Extract provided:

## start

Ellen M. Stern, Esq.
“Should this go to trial, $50,000 would not be unreasonable in a contested matter.”
(name with held)
“I think you are much too low as there are other circumstances that are most likely to occur that will mean more hours and thus more cost.”
(Name with Held)
“I think competent representation could be had for less time.
Of course, it depends entirely on the circumstances. But I think that
(Name With Held)
“I agree with what you state for the most part. I do think that some of the legal costs may be underestimated. Here's how I would estimate a straight forward matter involving one plaintiff and one defendant (keeping Kit's format and highlighting the changes in time):
4-6 hours: Attorney review of matter/investigation (does not include research)
1-2 hours: Attorney discussion with opposing attorney to see if mater can be resolved without having to litigate
2-8 hours: Possible research, reviewing matter to determine all defenses
2-8 hours: Answering complaint (more time may be needed if a counterclaim is appropriate or you need to add an additional party)
5-10 hours: Discovery (propounding written discovery and responding to discovery from other party)
5-10 hours: Review of documents (both ours and theirs).

## end

Stored records:
## start

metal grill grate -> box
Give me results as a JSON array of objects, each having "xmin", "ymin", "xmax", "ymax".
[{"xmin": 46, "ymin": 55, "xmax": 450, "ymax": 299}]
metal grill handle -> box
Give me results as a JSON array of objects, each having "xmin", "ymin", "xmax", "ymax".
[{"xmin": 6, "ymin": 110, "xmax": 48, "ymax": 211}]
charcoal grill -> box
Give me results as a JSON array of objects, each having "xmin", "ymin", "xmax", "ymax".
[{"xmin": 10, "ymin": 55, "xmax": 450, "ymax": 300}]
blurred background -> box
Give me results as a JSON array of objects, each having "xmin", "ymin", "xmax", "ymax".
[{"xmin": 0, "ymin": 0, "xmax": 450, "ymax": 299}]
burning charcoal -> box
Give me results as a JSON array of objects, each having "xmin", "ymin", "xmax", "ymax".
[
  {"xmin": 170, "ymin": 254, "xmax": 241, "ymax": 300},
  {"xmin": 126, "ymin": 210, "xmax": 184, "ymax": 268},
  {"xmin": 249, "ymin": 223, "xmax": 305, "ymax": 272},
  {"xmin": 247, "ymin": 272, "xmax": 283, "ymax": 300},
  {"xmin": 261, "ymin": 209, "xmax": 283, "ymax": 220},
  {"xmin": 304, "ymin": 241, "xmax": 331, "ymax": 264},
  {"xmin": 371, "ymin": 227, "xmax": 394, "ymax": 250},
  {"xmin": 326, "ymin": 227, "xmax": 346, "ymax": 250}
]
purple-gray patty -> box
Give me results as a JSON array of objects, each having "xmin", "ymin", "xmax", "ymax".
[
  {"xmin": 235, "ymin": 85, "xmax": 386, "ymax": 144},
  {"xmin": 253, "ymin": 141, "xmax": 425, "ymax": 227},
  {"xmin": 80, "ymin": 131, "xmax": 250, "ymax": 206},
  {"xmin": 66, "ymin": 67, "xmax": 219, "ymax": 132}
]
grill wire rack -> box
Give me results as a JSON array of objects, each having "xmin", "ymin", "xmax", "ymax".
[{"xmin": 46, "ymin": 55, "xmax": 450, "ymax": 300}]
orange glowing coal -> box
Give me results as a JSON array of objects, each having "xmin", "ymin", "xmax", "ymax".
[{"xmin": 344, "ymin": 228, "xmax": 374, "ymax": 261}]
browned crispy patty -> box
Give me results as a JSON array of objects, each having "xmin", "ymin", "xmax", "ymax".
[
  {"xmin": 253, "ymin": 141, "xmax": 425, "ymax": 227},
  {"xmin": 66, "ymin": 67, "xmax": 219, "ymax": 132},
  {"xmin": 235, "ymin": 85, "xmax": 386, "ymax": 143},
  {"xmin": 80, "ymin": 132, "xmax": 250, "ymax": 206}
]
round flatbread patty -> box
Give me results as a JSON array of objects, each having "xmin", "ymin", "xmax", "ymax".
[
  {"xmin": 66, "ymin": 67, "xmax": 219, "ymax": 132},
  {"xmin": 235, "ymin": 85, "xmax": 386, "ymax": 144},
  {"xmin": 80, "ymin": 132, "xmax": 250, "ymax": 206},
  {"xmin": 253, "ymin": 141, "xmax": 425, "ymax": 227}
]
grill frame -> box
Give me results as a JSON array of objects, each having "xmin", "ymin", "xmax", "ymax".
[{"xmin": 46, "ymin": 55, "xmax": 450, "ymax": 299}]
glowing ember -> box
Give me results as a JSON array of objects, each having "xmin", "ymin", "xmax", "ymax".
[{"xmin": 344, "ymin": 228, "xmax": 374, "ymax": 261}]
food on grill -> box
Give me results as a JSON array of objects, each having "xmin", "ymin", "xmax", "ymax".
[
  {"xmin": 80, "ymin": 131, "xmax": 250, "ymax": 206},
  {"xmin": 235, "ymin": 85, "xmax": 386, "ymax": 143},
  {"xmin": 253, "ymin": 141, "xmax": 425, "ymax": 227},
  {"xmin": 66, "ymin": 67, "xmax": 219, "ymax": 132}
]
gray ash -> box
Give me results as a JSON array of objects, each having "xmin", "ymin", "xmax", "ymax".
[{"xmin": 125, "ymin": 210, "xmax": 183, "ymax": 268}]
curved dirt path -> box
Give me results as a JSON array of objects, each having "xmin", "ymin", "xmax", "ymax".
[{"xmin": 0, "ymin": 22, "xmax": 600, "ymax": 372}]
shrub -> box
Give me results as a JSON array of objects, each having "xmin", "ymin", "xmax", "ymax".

## end

Task brief: Finish out the next part of the attorney fee estimates, continuing the hour-by-hour list after the line on document review. The material has no connection to the attorney fee estimates.

Answer to the problem:
5-20 hours: Filing a summary of motion to dismiss or responding to Plaintiff's motion for summary judgment and argument before the court (includes obtaining necessary affidavits) (these motions also often result in additional settlement talks).
Assuming at this point only one deposition per party:
2-4 hours per deposition: Meeting with your attorney before your deposition to cover what to expect (plus travel time as needed)
4-8 hours (plus travel time) per deposition: Deposition (Most courts allow up to 8 hours per deposition, especially of a party. This is only the time during which the deposition is taken, and does not include breaks. Some courts will allow longer depositions if the party taking the deposition can show cause why a longer deposition is needed).
2 hours: Review of deposition, any corrections. You should also consider 2 hours of your time.
1-2 hours: Discussion with attorney about deposition and strategy going forward.
1-2 hours: Discussion with attorney re: deposition of opposing party's witnesses.
4-8 hours (plus travel time): Deposition of opposing party (see discussion above re: time allowed by courts for depositions)
1 hours: Discussion with attorney regarding deposition
NOTE: This does not include the costs of the court reporter/stenographer. That costs will vary depending on the length of the deposition.
If there are other "witnesses," repeat above.
If there are other parties, repeat above for each party.
If the plaintiff hires an expert, you may need an expert to counter his/her opinion. The time for the actual depositions will be the same; however, there will be additional time to assist the expert in preparing his report, to prepare him for the deposition, to review his report and the report of the opposition's expert and, perhaps, to file motions to exclude the expert's testimony. You also must consider the expert's fees, which will vary depending on the expert and the type of opinion sought.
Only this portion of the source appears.